* **YOUR INSTRUCTIONS**: In the text on ESL and EFL teaching, what degree is required to teach ESL in public schools in the USA?

* **EXERCISE TEXT**:
----------------

ESL and EFL

ESL jobs are still widely available, both in the United States as well as EFL teaching jobs abroad. Native or extremely fluent English, plus teaching credentials, are required for English as a Second Language (ESL) or English as a Foreign Language (EFL) teaching jobs. Each has become a popular field, though, so while there are numerous TESOL or TEFL job openings, they have become increasingly more competitive.

Current ESL and EFL Jobs


English as a Second Language
In the USA, to teach ESL in public schools, a Bachelor's or Master's degree is required. The specific degrees, coursework, and licensing requirements vary widely by state. To find out the requirements in a state where you might want to teach, the quickest way is often to call a local university since the Education colleges and individual departments like TESL departments, are quite accustomed to streamlining their coursework to meet the state's requirements. For teachers who don't have many ESL credentials but do have education coursework, sometimes schools offer Spanish jobs for bilingual teachers--these jobs require education degrees.

----------------

* **PROVIDED MATERIAL**:
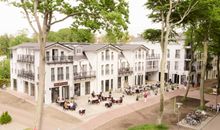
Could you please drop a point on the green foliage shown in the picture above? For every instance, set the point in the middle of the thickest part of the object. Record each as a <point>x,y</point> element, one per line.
<point>5,118</point>
<point>5,69</point>
<point>149,127</point>
<point>108,15</point>
<point>71,35</point>
<point>153,35</point>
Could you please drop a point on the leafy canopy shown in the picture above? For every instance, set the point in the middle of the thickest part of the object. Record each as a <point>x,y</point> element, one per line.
<point>108,15</point>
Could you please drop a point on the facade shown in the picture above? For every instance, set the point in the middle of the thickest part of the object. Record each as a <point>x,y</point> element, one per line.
<point>79,69</point>
<point>178,58</point>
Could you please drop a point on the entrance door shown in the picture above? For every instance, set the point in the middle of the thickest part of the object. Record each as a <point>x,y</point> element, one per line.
<point>176,78</point>
<point>55,94</point>
<point>106,85</point>
<point>65,92</point>
<point>77,89</point>
<point>15,84</point>
<point>32,90</point>
<point>26,87</point>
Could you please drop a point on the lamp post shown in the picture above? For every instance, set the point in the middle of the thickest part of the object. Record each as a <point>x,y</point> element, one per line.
<point>179,104</point>
<point>216,100</point>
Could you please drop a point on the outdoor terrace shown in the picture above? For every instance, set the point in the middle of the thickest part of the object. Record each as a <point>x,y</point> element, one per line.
<point>84,75</point>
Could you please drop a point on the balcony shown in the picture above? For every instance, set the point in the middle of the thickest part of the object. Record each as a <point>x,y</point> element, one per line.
<point>84,75</point>
<point>153,57</point>
<point>152,68</point>
<point>59,59</point>
<point>125,71</point>
<point>26,74</point>
<point>25,58</point>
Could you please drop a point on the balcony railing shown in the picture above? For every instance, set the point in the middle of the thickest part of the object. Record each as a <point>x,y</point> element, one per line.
<point>59,59</point>
<point>152,57</point>
<point>26,74</point>
<point>25,58</point>
<point>125,71</point>
<point>152,68</point>
<point>84,75</point>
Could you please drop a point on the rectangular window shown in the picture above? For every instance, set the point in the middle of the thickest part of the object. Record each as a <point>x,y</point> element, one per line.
<point>168,65</point>
<point>177,55</point>
<point>75,69</point>
<point>102,70</point>
<point>107,55</point>
<point>119,82</point>
<point>52,74</point>
<point>47,56</point>
<point>67,73</point>
<point>139,66</point>
<point>136,55</point>
<point>107,69</point>
<point>102,85</point>
<point>61,73</point>
<point>111,84</point>
<point>87,84</point>
<point>139,54</point>
<point>135,66</point>
<point>176,65</point>
<point>102,56</point>
<point>111,68</point>
<point>112,56</point>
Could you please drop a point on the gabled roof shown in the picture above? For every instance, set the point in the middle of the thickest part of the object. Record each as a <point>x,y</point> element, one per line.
<point>97,47</point>
<point>128,47</point>
<point>60,44</point>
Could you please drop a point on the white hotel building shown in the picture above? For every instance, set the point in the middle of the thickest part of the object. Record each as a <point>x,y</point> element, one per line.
<point>79,69</point>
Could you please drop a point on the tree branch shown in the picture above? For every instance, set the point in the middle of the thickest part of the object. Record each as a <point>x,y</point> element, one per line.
<point>28,17</point>
<point>36,3</point>
<point>186,13</point>
<point>70,15</point>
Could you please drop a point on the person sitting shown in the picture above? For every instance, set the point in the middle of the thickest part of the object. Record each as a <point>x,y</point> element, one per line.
<point>65,105</point>
<point>82,111</point>
<point>93,94</point>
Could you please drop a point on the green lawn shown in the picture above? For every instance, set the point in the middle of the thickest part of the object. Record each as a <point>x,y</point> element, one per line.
<point>149,127</point>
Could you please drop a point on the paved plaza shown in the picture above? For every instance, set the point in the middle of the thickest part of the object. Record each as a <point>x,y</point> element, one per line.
<point>96,114</point>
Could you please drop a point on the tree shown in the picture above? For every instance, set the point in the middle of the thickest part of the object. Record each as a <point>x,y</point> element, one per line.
<point>7,41</point>
<point>71,35</point>
<point>109,15</point>
<point>169,13</point>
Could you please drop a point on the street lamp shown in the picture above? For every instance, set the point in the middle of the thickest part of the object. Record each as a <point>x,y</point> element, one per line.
<point>179,104</point>
<point>216,100</point>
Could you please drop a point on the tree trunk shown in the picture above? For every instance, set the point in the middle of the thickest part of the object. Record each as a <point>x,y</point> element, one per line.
<point>202,102</point>
<point>218,74</point>
<point>189,81</point>
<point>41,71</point>
<point>164,43</point>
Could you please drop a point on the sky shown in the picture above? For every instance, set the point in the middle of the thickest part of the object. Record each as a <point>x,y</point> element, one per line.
<point>13,21</point>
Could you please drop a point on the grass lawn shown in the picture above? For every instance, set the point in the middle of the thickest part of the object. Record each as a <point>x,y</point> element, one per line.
<point>149,127</point>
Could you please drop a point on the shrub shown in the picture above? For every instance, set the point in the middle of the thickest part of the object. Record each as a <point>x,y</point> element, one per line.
<point>5,118</point>
<point>149,127</point>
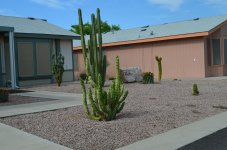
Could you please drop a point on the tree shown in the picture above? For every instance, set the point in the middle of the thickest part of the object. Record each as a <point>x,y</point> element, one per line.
<point>105,27</point>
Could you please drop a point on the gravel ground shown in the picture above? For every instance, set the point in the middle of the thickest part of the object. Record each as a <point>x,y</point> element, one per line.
<point>16,100</point>
<point>150,110</point>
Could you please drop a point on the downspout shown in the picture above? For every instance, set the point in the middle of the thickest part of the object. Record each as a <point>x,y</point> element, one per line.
<point>12,60</point>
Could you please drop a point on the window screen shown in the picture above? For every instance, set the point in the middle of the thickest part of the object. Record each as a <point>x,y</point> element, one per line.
<point>216,51</point>
<point>208,53</point>
<point>25,59</point>
<point>225,50</point>
<point>43,58</point>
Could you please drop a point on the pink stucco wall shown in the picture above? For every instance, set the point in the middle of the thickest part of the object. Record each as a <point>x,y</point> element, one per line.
<point>215,70</point>
<point>182,58</point>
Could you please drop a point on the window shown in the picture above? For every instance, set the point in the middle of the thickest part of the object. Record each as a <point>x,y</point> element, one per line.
<point>225,51</point>
<point>43,58</point>
<point>216,51</point>
<point>25,59</point>
<point>208,52</point>
<point>34,58</point>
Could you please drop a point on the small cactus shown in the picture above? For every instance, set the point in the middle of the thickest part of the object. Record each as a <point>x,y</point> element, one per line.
<point>148,78</point>
<point>159,61</point>
<point>104,105</point>
<point>195,90</point>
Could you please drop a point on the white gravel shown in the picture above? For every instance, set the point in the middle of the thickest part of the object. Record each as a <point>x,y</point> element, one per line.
<point>16,100</point>
<point>150,110</point>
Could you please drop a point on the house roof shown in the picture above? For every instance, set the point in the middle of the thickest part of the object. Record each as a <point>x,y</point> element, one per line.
<point>34,26</point>
<point>197,25</point>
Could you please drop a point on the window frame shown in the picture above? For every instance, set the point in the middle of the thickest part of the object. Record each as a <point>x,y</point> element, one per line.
<point>35,75</point>
<point>212,52</point>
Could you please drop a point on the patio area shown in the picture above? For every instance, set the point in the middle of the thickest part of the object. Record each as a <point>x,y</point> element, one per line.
<point>149,111</point>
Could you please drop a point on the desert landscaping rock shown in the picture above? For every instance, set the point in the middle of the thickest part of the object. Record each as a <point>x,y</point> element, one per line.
<point>16,100</point>
<point>132,74</point>
<point>150,110</point>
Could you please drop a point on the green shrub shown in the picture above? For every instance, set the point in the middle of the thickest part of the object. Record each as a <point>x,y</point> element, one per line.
<point>195,90</point>
<point>148,78</point>
<point>111,78</point>
<point>83,76</point>
<point>4,95</point>
<point>105,105</point>
<point>58,68</point>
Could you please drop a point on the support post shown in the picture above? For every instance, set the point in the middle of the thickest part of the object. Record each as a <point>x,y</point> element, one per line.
<point>12,60</point>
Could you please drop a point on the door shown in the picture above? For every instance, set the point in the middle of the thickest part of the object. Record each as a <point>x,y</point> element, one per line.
<point>1,79</point>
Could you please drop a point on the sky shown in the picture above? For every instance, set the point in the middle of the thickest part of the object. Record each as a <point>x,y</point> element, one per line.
<point>126,13</point>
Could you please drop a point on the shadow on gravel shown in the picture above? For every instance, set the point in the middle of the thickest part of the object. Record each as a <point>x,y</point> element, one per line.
<point>215,141</point>
<point>135,114</point>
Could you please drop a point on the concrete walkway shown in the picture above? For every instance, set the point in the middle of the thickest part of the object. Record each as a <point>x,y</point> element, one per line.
<point>181,136</point>
<point>64,100</point>
<point>15,139</point>
<point>12,138</point>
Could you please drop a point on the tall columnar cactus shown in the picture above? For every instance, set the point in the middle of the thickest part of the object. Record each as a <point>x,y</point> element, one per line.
<point>104,105</point>
<point>159,61</point>
<point>58,68</point>
<point>94,57</point>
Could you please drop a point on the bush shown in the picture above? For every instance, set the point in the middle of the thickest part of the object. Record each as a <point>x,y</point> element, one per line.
<point>4,95</point>
<point>148,78</point>
<point>195,90</point>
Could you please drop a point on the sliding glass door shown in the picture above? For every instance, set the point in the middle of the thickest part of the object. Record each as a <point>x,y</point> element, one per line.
<point>34,59</point>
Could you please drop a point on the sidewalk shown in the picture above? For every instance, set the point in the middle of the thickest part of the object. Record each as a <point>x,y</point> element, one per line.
<point>15,139</point>
<point>176,138</point>
<point>64,100</point>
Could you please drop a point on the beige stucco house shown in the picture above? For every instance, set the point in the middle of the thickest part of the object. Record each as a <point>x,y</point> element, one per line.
<point>26,47</point>
<point>195,48</point>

----------------

* **EXPECTED ANSWER**: A Bachelor's or Master's degree.